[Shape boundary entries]
------------

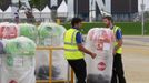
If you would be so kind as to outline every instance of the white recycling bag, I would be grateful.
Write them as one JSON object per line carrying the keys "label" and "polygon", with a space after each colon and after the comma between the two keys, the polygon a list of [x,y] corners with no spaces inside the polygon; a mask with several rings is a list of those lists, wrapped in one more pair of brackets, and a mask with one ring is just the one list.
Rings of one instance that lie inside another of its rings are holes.
{"label": "white recycling bag", "polygon": [[36,83],[34,42],[24,37],[3,41],[1,83]]}
{"label": "white recycling bag", "polygon": [[113,33],[110,29],[93,28],[88,32],[86,46],[97,53],[95,59],[86,55],[88,83],[110,83],[113,41]]}
{"label": "white recycling bag", "polygon": [[0,39],[13,39],[18,37],[18,25],[16,23],[0,23]]}
{"label": "white recycling bag", "polygon": [[[38,28],[39,46],[63,46],[66,29],[56,23],[41,23]],[[36,76],[39,80],[49,79],[49,51],[38,50],[36,53]],[[67,80],[68,63],[62,50],[52,51],[52,80]]]}

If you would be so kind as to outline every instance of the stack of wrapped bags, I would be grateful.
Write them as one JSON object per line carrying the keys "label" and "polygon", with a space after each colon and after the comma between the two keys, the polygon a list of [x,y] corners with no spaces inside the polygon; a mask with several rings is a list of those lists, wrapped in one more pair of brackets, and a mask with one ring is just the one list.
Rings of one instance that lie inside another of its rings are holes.
{"label": "stack of wrapped bags", "polygon": [[110,83],[112,74],[113,32],[106,28],[89,30],[86,46],[97,53],[96,59],[86,55],[88,83]]}

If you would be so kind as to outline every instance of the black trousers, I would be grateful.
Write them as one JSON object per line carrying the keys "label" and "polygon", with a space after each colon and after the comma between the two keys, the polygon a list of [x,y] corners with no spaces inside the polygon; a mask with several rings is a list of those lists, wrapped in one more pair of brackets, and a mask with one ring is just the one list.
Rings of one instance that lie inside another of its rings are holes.
{"label": "black trousers", "polygon": [[86,83],[87,77],[87,69],[86,69],[86,62],[83,59],[80,60],[68,60],[68,63],[74,71],[77,83]]}
{"label": "black trousers", "polygon": [[121,54],[118,53],[113,56],[111,83],[126,83]]}

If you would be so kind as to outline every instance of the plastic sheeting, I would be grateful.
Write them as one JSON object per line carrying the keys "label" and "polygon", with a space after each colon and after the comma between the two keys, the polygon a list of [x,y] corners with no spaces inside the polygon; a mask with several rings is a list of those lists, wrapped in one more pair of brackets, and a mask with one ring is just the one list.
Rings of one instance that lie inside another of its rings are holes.
{"label": "plastic sheeting", "polygon": [[14,23],[0,23],[0,39],[12,39],[18,37],[18,25]]}
{"label": "plastic sheeting", "polygon": [[63,33],[66,29],[56,23],[41,23],[38,28],[39,45],[59,46],[63,45]]}
{"label": "plastic sheeting", "polygon": [[95,59],[86,55],[88,83],[110,83],[112,74],[113,33],[110,29],[93,28],[89,30],[86,46],[97,53]]}
{"label": "plastic sheeting", "polygon": [[36,25],[29,23],[20,23],[19,24],[19,35],[23,35],[30,38],[31,40],[36,41],[38,31]]}
{"label": "plastic sheeting", "polygon": [[7,54],[1,59],[1,83],[36,83],[34,42],[26,37],[2,41]]}
{"label": "plastic sheeting", "polygon": [[[63,33],[66,29],[56,23],[41,23],[38,28],[39,45],[42,46],[62,46]],[[49,79],[49,51],[38,50],[36,53],[36,75],[37,79]],[[68,63],[63,56],[62,50],[52,51],[52,80],[67,80]],[[44,73],[47,72],[47,73]]]}

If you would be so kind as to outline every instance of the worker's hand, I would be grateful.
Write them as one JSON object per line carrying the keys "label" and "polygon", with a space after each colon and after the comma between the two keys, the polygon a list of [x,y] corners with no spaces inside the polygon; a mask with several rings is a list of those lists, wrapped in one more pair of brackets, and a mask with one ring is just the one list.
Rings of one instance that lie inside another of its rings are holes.
{"label": "worker's hand", "polygon": [[91,55],[92,59],[95,59],[97,56],[96,53],[91,53],[90,55]]}

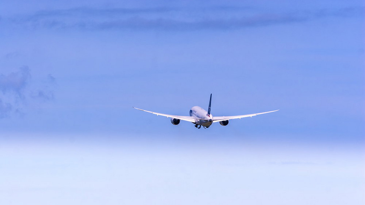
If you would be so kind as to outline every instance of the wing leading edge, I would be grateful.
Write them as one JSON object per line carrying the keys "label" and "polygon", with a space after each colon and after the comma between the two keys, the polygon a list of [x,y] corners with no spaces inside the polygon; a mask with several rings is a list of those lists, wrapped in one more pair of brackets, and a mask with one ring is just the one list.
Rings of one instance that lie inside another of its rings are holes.
{"label": "wing leading edge", "polygon": [[204,119],[193,118],[193,117],[190,116],[182,116],[180,115],[168,115],[167,114],[159,113],[155,113],[154,112],[151,112],[151,111],[149,111],[148,110],[142,110],[142,109],[139,109],[139,108],[137,108],[137,107],[133,107],[133,108],[135,109],[137,109],[137,110],[142,110],[142,111],[144,111],[145,112],[147,112],[147,113],[152,113],[153,114],[157,115],[157,116],[161,115],[161,116],[164,116],[168,118],[174,118],[175,119],[177,119],[181,120],[184,120],[185,121],[187,121],[188,122],[191,122],[195,123],[196,119],[205,120]]}
{"label": "wing leading edge", "polygon": [[213,117],[213,122],[220,122],[221,121],[224,121],[225,120],[228,120],[229,119],[234,119],[239,118],[246,118],[247,117],[252,117],[252,116],[256,116],[257,115],[261,115],[261,114],[265,114],[265,113],[272,113],[273,112],[276,112],[278,110],[273,110],[273,111],[269,111],[269,112],[265,112],[264,113],[255,113],[254,114],[249,114],[248,115],[235,115],[234,116],[222,116],[222,117]]}

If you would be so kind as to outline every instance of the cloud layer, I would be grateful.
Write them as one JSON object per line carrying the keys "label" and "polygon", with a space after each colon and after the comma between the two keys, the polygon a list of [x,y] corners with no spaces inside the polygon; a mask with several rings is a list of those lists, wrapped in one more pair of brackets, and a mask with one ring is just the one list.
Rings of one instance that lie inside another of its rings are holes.
{"label": "cloud layer", "polygon": [[54,98],[52,85],[55,79],[49,75],[43,85],[33,87],[27,66],[8,74],[0,74],[0,118],[24,114],[25,108],[36,101],[45,102]]}
{"label": "cloud layer", "polygon": [[363,15],[363,10],[362,7],[350,7],[280,13],[227,7],[193,9],[80,7],[41,11],[8,19],[12,24],[31,29],[228,29],[301,22],[328,17],[360,16]]}

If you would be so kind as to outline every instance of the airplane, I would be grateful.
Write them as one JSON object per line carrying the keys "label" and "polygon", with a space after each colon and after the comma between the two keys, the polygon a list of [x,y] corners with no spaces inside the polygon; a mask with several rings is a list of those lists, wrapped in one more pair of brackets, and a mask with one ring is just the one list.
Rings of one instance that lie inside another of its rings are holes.
{"label": "airplane", "polygon": [[210,107],[212,103],[212,94],[210,94],[210,99],[209,100],[209,106],[208,107],[208,111],[204,110],[199,106],[195,106],[191,108],[189,112],[189,116],[182,116],[180,115],[168,115],[163,114],[162,113],[159,113],[151,112],[148,110],[145,110],[137,108],[137,107],[132,107],[133,108],[144,111],[147,113],[150,113],[153,114],[157,115],[157,116],[161,115],[167,117],[171,118],[171,123],[174,125],[177,125],[180,123],[180,120],[184,120],[191,122],[195,125],[195,127],[198,129],[200,129],[202,126],[204,129],[208,128],[212,125],[213,122],[219,122],[219,123],[221,125],[226,126],[228,125],[228,121],[234,119],[239,118],[247,117],[251,117],[255,116],[257,115],[265,114],[269,113],[276,112],[278,110],[274,110],[273,111],[269,111],[264,113],[255,113],[254,114],[249,114],[248,115],[235,115],[234,116],[222,116],[219,117],[214,117],[210,113]]}

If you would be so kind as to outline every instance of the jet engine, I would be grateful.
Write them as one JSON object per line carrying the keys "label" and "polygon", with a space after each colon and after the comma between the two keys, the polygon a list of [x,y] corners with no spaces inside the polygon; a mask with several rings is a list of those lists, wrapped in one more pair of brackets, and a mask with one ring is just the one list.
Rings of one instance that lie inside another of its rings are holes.
{"label": "jet engine", "polygon": [[224,121],[221,121],[220,122],[219,122],[219,124],[220,124],[221,125],[223,125],[223,126],[226,126],[227,125],[228,125],[228,121],[225,120]]}
{"label": "jet engine", "polygon": [[180,120],[178,119],[171,118],[171,123],[174,125],[177,125],[180,123]]}

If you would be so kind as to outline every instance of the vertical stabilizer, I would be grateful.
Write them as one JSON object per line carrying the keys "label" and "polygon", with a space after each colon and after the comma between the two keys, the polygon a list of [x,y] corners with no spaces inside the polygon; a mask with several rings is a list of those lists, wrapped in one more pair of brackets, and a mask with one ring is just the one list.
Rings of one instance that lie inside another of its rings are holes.
{"label": "vertical stabilizer", "polygon": [[209,99],[209,107],[208,108],[208,114],[210,116],[210,105],[212,103],[212,94],[210,94],[210,99]]}

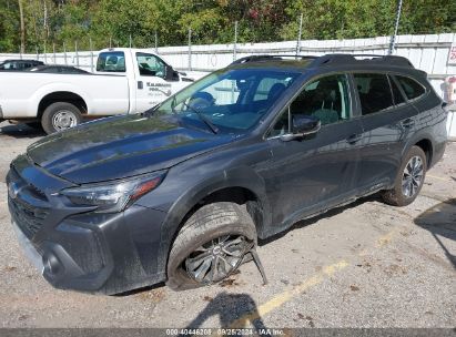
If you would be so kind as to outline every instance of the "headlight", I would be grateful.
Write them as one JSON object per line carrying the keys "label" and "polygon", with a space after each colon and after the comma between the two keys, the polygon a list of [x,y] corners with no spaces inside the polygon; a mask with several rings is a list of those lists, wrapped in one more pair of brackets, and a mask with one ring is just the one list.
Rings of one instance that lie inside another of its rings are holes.
{"label": "headlight", "polygon": [[97,206],[97,213],[116,213],[125,210],[140,196],[160,185],[164,171],[140,175],[133,178],[84,184],[60,191],[75,205]]}

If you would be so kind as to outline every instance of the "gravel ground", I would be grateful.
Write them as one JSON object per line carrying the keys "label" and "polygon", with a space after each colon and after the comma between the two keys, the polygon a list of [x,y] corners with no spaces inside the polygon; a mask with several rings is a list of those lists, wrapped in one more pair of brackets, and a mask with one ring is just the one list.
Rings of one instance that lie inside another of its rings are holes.
{"label": "gravel ground", "polygon": [[0,327],[455,327],[456,143],[415,203],[377,196],[263,243],[219,285],[122,296],[57,290],[28,263],[7,210],[10,161],[42,134],[0,123]]}

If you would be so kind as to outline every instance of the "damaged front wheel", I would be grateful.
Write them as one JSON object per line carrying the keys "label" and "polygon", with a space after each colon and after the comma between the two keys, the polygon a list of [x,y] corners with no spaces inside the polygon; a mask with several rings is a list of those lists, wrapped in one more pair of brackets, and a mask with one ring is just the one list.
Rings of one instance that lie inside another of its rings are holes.
{"label": "damaged front wheel", "polygon": [[174,241],[168,285],[183,290],[217,283],[233,274],[255,245],[256,229],[245,205],[205,205],[186,221]]}

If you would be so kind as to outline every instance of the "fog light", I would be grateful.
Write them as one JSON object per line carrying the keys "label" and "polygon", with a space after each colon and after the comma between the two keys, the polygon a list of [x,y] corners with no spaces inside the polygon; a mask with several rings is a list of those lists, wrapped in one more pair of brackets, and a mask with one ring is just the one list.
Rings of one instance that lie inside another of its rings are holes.
{"label": "fog light", "polygon": [[55,275],[60,272],[60,262],[53,254],[43,256],[43,266],[47,274]]}

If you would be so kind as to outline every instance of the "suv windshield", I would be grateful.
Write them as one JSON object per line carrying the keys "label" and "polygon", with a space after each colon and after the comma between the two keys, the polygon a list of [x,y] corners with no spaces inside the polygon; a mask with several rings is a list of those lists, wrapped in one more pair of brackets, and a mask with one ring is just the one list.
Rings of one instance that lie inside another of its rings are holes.
{"label": "suv windshield", "polygon": [[264,69],[216,71],[164,101],[154,113],[178,114],[190,124],[206,120],[222,132],[242,132],[255,126],[298,75]]}

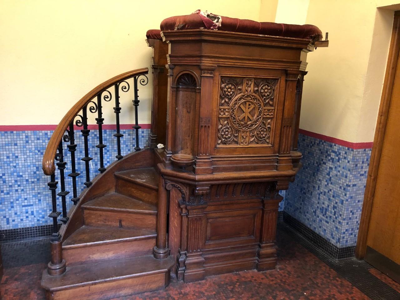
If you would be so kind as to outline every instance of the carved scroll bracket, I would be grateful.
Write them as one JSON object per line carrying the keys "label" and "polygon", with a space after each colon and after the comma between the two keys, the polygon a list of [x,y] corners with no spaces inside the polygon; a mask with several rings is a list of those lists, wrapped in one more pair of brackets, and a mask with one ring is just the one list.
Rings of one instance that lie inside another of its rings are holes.
{"label": "carved scroll bracket", "polygon": [[214,76],[214,70],[216,68],[216,66],[200,65],[200,70],[201,70],[202,76],[213,77]]}
{"label": "carved scroll bracket", "polygon": [[173,187],[176,188],[180,192],[181,195],[182,196],[181,201],[184,202],[186,202],[189,199],[187,185],[172,181],[167,181],[166,182],[165,188],[166,190],[170,190]]}

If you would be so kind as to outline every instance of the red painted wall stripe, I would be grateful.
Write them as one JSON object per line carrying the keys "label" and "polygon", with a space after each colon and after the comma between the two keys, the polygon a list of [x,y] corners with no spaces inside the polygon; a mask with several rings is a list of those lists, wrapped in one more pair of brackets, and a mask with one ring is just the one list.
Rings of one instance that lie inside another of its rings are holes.
{"label": "red painted wall stripe", "polygon": [[329,142],[331,143],[336,144],[340,146],[348,147],[352,149],[371,149],[372,148],[372,144],[374,144],[372,142],[367,142],[364,143],[353,143],[351,142],[340,140],[336,138],[332,138],[331,136],[325,136],[323,134],[320,134],[319,133],[312,132],[311,131],[308,131],[304,129],[299,129],[299,133],[305,136],[311,136],[312,138],[315,138],[319,140]]}
{"label": "red painted wall stripe", "polygon": [[[132,129],[133,124],[121,124],[120,125],[121,129]],[[150,124],[139,124],[143,129],[150,129]],[[0,125],[0,131],[30,131],[39,130],[54,130],[57,127],[56,125]],[[82,127],[74,126],[74,128],[80,130]],[[91,130],[98,129],[98,126],[96,124],[88,125],[88,128]],[[103,124],[103,129],[115,130],[117,129],[115,124]]]}
{"label": "red painted wall stripe", "polygon": [[[144,129],[150,129],[150,124],[139,124]],[[121,129],[132,129],[132,124],[121,124],[120,128]],[[0,125],[0,131],[29,131],[35,130],[54,130],[56,129],[57,125]],[[80,130],[82,127],[74,126],[77,130]],[[96,124],[89,125],[88,128],[91,130],[96,130],[98,129]],[[103,129],[104,130],[115,130],[116,127],[114,124],[103,125]],[[320,134],[319,133],[312,132],[311,131],[299,129],[299,132],[302,134],[315,138],[320,140],[329,142],[331,143],[336,144],[345,147],[348,147],[352,149],[370,149],[372,147],[372,142],[364,143],[353,143],[351,142],[340,140],[336,138]]]}

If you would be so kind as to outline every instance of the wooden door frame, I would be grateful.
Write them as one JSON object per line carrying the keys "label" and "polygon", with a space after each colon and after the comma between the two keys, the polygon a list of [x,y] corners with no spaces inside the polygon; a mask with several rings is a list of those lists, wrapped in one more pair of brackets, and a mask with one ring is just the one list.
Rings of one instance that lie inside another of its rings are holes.
{"label": "wooden door frame", "polygon": [[394,19],[392,32],[392,39],[389,50],[389,56],[385,74],[385,80],[382,90],[380,104],[376,122],[374,144],[372,146],[370,167],[364,194],[361,218],[356,248],[356,257],[360,259],[364,258],[367,247],[367,238],[370,221],[374,205],[374,197],[378,177],[380,157],[383,147],[389,110],[392,100],[392,95],[394,84],[395,76],[400,50],[400,11],[394,12]]}

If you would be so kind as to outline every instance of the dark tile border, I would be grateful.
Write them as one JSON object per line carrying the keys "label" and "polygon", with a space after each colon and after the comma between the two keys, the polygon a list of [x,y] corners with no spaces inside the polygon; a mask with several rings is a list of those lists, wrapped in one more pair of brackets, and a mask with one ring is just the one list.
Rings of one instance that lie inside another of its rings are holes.
{"label": "dark tile border", "polygon": [[[61,225],[61,224],[58,224],[59,229]],[[46,236],[51,235],[52,233],[52,225],[4,229],[0,230],[0,242]]]}
{"label": "dark tile border", "polygon": [[[282,221],[283,220],[283,212],[278,212],[278,220]],[[59,229],[61,226],[61,224],[58,224]],[[53,225],[52,225],[0,230],[0,243],[47,236],[51,235],[52,233]]]}
{"label": "dark tile border", "polygon": [[278,212],[278,220],[282,221],[283,220],[283,212]]}
{"label": "dark tile border", "polygon": [[[326,251],[334,258],[340,259],[354,256],[355,246],[339,248],[292,217],[286,212],[283,212],[282,219],[285,223],[298,231],[310,242]],[[278,219],[279,220],[279,216]]]}

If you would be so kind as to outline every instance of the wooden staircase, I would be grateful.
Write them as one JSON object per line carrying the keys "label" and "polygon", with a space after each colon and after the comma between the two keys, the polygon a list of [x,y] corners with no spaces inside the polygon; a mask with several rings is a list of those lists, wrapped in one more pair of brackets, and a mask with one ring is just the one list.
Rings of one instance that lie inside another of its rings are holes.
{"label": "wooden staircase", "polygon": [[[42,286],[48,298],[106,299],[169,283],[174,260],[153,255],[158,175],[153,168],[144,168],[114,172],[114,180],[111,192],[86,202],[84,196],[77,208],[83,224],[62,242],[66,272],[57,276],[43,272]],[[94,181],[89,188],[103,184]]]}

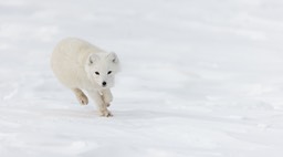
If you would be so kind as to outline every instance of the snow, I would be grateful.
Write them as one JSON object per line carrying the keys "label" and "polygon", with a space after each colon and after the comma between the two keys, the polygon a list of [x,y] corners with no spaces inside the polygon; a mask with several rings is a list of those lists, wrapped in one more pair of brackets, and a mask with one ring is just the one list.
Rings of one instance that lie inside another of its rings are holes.
{"label": "snow", "polygon": [[[282,157],[280,0],[0,1],[1,157]],[[118,54],[114,117],[50,69],[85,39]]]}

------------

YOUR OBJECTIVE
Leave out every picture, and repeat word for word only the lines from the one holding "staircase, I would be grateful." through the end of the entries above, both ends included.

EXERCISE SOLUTION
If you would be so kind as to outline every instance of the wooden staircase, I would be grateful.
Write them as one JSON object per line carrying the keys "label" and "polygon", with a space after each colon and after the comma between the two keys, the polygon a list of [x,y] corners with no spaces inside the polygon; a mask with several rings is a list of those lists, wrapped in one more pair of brackets, and a mask with one ring is just the one list.
Rings of one instance that lie inside another of its rings are holes.
{"label": "wooden staircase", "polygon": [[[42,286],[48,298],[106,299],[169,283],[174,260],[153,255],[158,175],[153,168],[144,168],[114,172],[114,180],[111,192],[86,202],[84,196],[77,208],[83,224],[62,242],[66,272],[57,276],[43,272]],[[94,181],[89,188],[103,184]]]}

If you would be so kind as to outline every instance of the snow, I would be grateful.
Write them as one JSON object per line carrying the keys "label" and "polygon", with a space after each colon and after the comma between the two keys, the polygon a list of [x,y] corners with no spaces inside the polygon; a mask with several rings is a list of those lists, wrapped in one more pair of brackets, and a mask with one ring is just the one list.
Rings of one instance that lie inside another of its rings are holes.
{"label": "snow", "polygon": [[[282,157],[280,0],[0,1],[1,157]],[[118,54],[114,117],[50,69],[85,39]]]}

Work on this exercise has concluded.